:: Task to carry out ::
Copy the records below word for word, keeping every line in its original order.

:: Records shown ::
★ ★ ★ ★
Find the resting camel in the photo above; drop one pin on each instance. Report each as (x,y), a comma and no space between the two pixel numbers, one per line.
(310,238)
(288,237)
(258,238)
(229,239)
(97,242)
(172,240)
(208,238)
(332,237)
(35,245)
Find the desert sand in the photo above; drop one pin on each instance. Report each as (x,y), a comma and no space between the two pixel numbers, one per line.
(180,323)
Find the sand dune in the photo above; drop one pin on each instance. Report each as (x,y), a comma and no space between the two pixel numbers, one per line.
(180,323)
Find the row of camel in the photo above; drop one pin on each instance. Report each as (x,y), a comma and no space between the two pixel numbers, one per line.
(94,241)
★ ★ ★ ★
:: Answer to this problem ::
Find the resting camel in the photo above; drop one pin on each instance. Report each as (x,y), a comma and no space between the two pixel numbers, one per line.
(310,238)
(288,237)
(258,238)
(229,239)
(97,242)
(172,240)
(208,238)
(332,237)
(35,245)
Find the desert sand in the photo above; drop one pin on each instance. Report each as (x,y), a comma and no space between the two pixel numbers, one per line.
(180,323)
Find the sand dune in the photo above; drop one pin on each instance. Report each as (x,y), a comma and no space between the two pixel numbers, one per line.
(180,323)
Find the row of camel in the photo above; drop one pin on each instance. Report each as (x,y), a comma and no space between the two pixel numbers, one per line.
(94,241)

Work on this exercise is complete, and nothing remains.